• TASK BRIEF
Every line of the material below needs to be written out exactly, please.

== Segment start ==

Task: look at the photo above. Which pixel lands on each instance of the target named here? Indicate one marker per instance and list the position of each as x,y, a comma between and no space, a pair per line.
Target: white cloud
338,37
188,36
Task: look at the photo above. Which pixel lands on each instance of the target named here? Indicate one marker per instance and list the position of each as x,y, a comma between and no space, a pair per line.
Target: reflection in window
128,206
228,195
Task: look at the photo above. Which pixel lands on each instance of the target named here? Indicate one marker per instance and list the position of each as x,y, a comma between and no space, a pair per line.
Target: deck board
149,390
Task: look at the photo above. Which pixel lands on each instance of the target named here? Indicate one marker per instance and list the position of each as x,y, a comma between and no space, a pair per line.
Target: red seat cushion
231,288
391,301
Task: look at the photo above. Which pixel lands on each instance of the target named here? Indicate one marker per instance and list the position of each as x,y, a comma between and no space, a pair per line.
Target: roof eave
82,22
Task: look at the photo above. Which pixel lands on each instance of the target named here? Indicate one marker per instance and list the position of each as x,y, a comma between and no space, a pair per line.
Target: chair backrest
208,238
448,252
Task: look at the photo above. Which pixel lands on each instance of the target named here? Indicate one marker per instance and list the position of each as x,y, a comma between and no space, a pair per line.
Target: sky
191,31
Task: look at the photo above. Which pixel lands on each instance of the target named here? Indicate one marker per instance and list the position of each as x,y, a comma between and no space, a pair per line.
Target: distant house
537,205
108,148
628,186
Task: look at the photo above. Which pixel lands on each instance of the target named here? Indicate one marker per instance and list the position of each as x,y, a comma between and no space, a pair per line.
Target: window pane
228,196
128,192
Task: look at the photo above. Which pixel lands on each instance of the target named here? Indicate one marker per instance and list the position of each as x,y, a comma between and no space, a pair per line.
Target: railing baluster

== Segment end ==

• THE ANSWER
Task: look at the photo above. Which pixel lands on each instance of the target named here? Indicate one marker per instance and list the position of each as x,y, a comma between and no space, a pair per line.
Target: white cloud
338,37
188,36
Task: look at the photo above. Which pixel lands on each instance of the target named here? Indicate one marker per instance and list the position of each as x,y, a comma between and no space, a pair per line.
Target: reflection in window
128,206
228,195
Task: look at the photo above. Which pixel lands on each instance of the target named here? Indicate one marker per instance and list the position of each as x,y, a comma between and no space, a pair per line.
Target: deck board
149,390
Task: look at the photo above. Which pixel lands on each instance of the target named here? Indicate one marker per instance and list the position of each as x,y, a comma between and no space, a pair per line.
Target: red seat cushion
231,288
391,301
Task: look at the photo above. Which pixel lands on each instance of the target named here? Indicate one marker per instance and list the position of each as x,y, a comma between and no space, a pair per line.
Target: roof eave
82,22
Task: look at the photo above. Which pixel lands on each instance of the target named here? Indicate one marker per instance and list the position of each as x,y, a comma between and no space, a pair per line.
Target: chair backrest
208,238
448,252
Task: look at the photo above. Which pixel lands on each instance of the target named here? Indicate one marker per instance and list the position of each as x,y, a comma between and no space, a pair per line.
Target: sky
191,31
Task: look at the photo above. Which pixel lands on each instance of the target named here? Indicate one marker per instance and list the position of each as x,y, a comma between and no space, a pair per line.
Target: distant house
537,205
108,148
628,186
Task: look at the photo above. Which pixel lands on each instance of the target named here? Indicate one marker per instance and list the position of each as x,y, a comma between and no space, a pair per line.
Target: window pane
228,196
128,192
Task: look at the photo above. Which pixel lands on each instance of the target named here? Indicate one marker per instance and list the position of each as x,y, a comma between and no space, a pair per line.
Target: railing baluster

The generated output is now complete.